USING THE INFORMATION>
(1) Using the passage below about the Uppsala PET center, list in order every organization that owned the center.
(2) For the passage below about the Uppsala PET center, say whether each statement agrees with it, and quote the words that decide it:
(a) The PET center started in 1991.
(b) The money from selling the PET center went to the public research hospital.
(c) GE sold the center to the university hospital in the spring of 2010.

DOCUMENT PASSAGE>
Ultimately, in the focus on science as an integral part of innovation, the role of scientific research and
universities is brought into play. As producers of scientific knowledge, universities are regarded as an
important contributor to, and even a natural starting point for, innovation. Believing that universities
harbor an innovating capacity which has so far not been used to its full potential, policymakers now urge
universities to make serious efforts to facilitate the transformation of scientific knowledge produced
within academia into innovations on the commercial market. Many universities have taken the policy
directions to heart, and are determined to play an active part in creating economic value from academic
In light of this, the overarching question that guides me at this stage of my doctoral project is: what may
be the effect on the surrounding network when a university decides to commercialize academic research
results? To investigate this question I have begun a qualitative case study on the Uppsala PET center. The
PET center is a medical research center, which since its start in 1991, has been of crucial importance to
both the Uppsala University and the public research hospital in Uppsala. The PET center was part of
Uppsala University until 2002, when it was sold to the British biotech company Amersham, which in turn
was acquired by GE Healthcare two years later. During the years that preceded the commercialization a
significant deficit had been accumulating due to the costly operations of the PET-center. Selling the center
to a commercial player was therefore regarded by both the university management as well as the head
researchers at the center as the best way to ensure that the needs of the center, in terms of equipment and
research facilities, would be catered to. The financial gain the sale of the PET center generated was used
to strengthen the new university holding company and its innovation center. While the innovation center
thus was given new financial muscles, the commercialization journey of the PET center turned out to be
troublesome. After a few unprofitable years, which also involved a loss in research edge, the center was
sold by GE to the university hospital in Uppsala in the fall of 2010. It seems that commercialization meant
one thing for the university and quite another for Amersham and GE, and the failure to marry the logics of
science with that of business eventually resulted in the PET returning to public ownership.

PROVIDED MATERIAL>
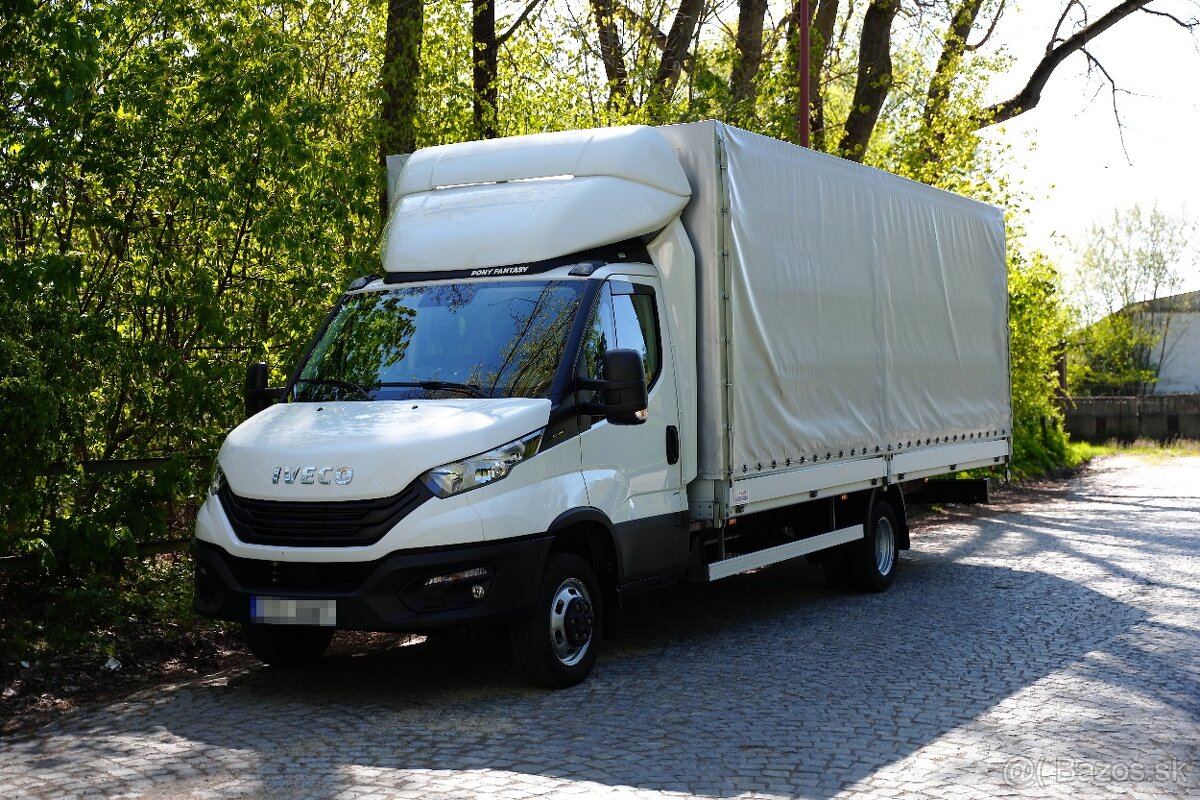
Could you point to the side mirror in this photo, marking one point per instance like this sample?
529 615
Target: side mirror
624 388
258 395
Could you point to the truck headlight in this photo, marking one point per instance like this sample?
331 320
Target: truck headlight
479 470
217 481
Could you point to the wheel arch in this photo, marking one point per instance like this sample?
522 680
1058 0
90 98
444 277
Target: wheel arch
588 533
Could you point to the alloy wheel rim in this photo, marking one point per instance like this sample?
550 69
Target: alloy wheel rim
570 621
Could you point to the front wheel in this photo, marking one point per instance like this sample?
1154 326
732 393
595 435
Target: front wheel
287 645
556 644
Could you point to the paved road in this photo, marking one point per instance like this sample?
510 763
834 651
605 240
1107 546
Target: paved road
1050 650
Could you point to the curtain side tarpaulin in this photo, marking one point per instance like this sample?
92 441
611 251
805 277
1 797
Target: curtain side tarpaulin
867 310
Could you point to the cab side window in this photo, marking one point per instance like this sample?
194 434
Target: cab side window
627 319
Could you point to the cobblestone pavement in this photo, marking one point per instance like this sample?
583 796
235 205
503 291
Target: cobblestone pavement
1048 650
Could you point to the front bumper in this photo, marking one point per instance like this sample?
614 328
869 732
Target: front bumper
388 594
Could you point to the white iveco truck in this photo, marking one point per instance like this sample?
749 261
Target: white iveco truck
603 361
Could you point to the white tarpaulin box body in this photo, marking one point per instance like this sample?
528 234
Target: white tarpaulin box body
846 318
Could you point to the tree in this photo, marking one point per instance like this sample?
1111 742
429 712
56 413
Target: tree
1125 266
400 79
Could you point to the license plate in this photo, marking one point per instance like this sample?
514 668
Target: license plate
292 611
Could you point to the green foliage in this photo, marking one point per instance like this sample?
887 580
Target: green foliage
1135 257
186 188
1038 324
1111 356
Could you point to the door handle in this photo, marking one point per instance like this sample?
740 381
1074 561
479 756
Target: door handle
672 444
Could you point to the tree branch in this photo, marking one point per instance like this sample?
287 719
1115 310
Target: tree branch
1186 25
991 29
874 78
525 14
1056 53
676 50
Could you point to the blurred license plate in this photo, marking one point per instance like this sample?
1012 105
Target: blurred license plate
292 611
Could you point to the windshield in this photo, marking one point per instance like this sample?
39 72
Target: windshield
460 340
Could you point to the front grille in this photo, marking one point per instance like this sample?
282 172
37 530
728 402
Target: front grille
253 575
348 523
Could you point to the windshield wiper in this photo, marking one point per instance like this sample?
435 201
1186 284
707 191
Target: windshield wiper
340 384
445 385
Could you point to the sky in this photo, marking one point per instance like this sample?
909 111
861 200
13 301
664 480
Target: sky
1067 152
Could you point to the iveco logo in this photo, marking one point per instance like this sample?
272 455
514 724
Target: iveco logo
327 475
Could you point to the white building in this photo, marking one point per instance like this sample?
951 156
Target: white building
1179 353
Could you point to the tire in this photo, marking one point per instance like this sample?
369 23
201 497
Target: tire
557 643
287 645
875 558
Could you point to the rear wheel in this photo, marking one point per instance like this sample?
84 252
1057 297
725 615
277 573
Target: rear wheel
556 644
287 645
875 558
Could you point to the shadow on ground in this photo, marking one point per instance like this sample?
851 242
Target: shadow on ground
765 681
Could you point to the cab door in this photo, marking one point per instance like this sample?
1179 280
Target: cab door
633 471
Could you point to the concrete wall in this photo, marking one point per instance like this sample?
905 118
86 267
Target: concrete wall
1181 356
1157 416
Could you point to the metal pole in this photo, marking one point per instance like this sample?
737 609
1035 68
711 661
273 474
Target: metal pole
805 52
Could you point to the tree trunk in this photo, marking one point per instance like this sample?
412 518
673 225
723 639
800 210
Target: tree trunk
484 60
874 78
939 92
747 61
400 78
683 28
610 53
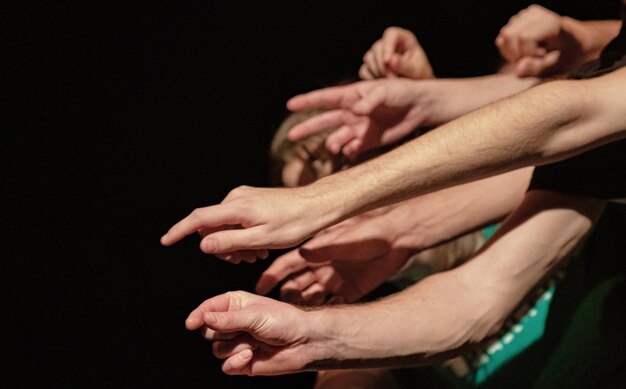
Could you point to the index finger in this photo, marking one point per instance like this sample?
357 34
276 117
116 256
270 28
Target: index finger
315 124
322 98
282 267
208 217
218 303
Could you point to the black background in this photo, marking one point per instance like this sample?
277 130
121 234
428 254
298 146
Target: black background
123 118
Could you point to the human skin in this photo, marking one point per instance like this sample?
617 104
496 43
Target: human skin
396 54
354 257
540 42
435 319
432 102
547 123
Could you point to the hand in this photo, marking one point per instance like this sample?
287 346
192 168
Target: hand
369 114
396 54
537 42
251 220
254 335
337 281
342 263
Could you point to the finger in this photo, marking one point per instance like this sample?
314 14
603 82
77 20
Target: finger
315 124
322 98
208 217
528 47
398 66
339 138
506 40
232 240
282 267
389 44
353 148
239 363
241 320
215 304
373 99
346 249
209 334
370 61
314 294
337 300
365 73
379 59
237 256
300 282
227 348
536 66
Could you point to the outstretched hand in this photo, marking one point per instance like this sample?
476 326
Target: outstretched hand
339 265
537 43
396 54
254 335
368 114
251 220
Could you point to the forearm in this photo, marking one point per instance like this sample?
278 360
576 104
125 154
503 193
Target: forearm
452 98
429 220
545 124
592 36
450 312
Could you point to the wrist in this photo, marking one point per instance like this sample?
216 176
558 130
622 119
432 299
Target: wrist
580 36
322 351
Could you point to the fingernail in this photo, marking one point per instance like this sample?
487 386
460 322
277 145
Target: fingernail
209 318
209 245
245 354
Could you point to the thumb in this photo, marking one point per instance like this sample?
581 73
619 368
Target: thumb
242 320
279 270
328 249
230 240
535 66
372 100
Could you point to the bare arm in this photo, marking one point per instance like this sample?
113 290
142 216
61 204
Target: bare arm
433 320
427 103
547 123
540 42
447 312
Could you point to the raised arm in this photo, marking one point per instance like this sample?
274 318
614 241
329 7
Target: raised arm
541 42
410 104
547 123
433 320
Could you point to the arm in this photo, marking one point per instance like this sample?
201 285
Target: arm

SOLVED TASKS>
(1)
1. Uppsala University
2. Amersham
3. GE Healthcare
4. The university hospital in Uppsala

(2)
(a) Yes: "since its start in 1991"
(b) No: "The financial gain the sale of the PET center generated was used to strengthen the new university holding company and its innovation center."
(c) No: "sold by GE to the university hospital in Uppsala in the fall of 2010"